Format the stretch from the start of the rows below through the line containing "(1251, 264)" as a Markdown table with two columns, Number and Line, leaving out any blank lines.

Excerpts from point annotation data
—————

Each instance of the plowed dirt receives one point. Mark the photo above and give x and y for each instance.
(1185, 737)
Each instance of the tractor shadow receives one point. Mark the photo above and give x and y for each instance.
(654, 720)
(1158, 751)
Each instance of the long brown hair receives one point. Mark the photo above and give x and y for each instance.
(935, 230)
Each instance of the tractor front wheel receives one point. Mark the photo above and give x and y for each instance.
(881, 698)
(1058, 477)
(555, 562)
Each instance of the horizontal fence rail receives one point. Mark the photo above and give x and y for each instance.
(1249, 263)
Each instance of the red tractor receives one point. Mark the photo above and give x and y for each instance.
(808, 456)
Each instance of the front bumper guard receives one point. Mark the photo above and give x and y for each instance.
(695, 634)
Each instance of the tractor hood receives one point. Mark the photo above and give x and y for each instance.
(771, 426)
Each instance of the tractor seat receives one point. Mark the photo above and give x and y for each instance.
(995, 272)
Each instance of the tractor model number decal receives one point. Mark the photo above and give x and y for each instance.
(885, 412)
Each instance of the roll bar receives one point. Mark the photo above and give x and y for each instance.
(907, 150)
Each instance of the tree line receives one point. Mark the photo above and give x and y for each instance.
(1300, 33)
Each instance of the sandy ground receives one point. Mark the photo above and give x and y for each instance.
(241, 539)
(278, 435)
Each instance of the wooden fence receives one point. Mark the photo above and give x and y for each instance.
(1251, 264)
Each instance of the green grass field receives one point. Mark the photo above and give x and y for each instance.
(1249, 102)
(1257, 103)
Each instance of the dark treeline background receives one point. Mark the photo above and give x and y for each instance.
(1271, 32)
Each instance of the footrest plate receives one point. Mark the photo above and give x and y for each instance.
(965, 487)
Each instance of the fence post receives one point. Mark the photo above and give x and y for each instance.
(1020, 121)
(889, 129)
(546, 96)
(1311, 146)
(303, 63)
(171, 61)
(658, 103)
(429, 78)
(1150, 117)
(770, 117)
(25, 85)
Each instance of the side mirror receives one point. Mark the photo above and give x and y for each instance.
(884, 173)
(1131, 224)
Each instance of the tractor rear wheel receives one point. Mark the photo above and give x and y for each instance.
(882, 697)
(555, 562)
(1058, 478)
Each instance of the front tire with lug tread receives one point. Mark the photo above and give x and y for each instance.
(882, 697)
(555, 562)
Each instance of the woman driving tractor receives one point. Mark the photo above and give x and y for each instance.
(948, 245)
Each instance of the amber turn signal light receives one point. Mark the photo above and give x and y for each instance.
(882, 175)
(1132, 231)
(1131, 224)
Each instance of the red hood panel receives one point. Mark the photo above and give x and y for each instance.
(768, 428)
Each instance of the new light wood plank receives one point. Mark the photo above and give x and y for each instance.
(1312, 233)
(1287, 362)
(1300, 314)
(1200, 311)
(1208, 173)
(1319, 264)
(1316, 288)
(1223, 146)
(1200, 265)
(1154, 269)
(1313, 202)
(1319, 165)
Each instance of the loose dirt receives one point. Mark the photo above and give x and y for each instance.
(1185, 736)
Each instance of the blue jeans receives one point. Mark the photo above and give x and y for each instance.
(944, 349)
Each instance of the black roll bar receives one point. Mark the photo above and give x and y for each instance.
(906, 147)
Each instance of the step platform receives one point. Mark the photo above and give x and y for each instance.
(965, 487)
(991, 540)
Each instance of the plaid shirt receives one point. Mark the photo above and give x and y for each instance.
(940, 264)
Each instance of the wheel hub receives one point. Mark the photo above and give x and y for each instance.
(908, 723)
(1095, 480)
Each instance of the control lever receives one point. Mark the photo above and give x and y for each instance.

—————

RESPONSE TO THIS TASK =>
| Number | Line |
|---|---|
| 1 | Each instance of the plowed dirt receives one point. Mark the photo above and give x and y for each instance. |
| 2 | (1185, 737) |
| 3 | Each instance of the tractor shadow receives one point. Mark the photo above and give x and y for each instance. |
| 4 | (654, 720) |
| 5 | (1158, 751) |
| 6 | Each instance of the long brown hair receives one point. Mark the photo above and give x and y for each instance. |
| 7 | (935, 230) |
| 8 | Each instance of the tractor front wheel receives one point. Mark the photo above and give x and y for each instance. |
| 9 | (881, 698) |
| 10 | (1058, 477) |
| 11 | (555, 562) |
| 12 | Each instance of the horizontal fence rail receives one point. Mark the photo above and give x and y for each instance. |
| 13 | (1249, 263) |
| 14 | Each instance of the red tractor receives one point. Mark the photo above and give x and y for each instance. |
| 15 | (808, 456) |
| 16 | Each instance of the front bumper guard receives one point. Mark the photo above and give x and y for each instance. |
| 17 | (695, 634) |
| 18 | Each instance of the tractor hood receives one point. Mark the photo above and give x and y for each instance. |
| 19 | (771, 426) |
| 20 | Each instance of the tractor seat receives one point. Mark the photo above and give x and y for each instance. |
| 21 | (995, 272) |
| 22 | Each instance of the tractor model number decal receives one point. Mark the photo above and give x and y for each instance. |
| 23 | (885, 412) |
| 24 | Each instance of the roll bar receives one point. Mark the photo above and give x and y for each instance. |
| 25 | (907, 150) |
| 26 | Each instance of the tree line receives one point. Mark the photo above and give x and y for each instance. |
| 27 | (1300, 33) |
| 28 | Each instance of the sandy ground receives one point. Mark the photo above and give x and y for each instance. |
| 29 | (241, 539) |
| 30 | (278, 435) |
| 31 | Each instance of the wooden fence receives one point. Mark the photo above and give x and y for each instance. |
| 32 | (1251, 264) |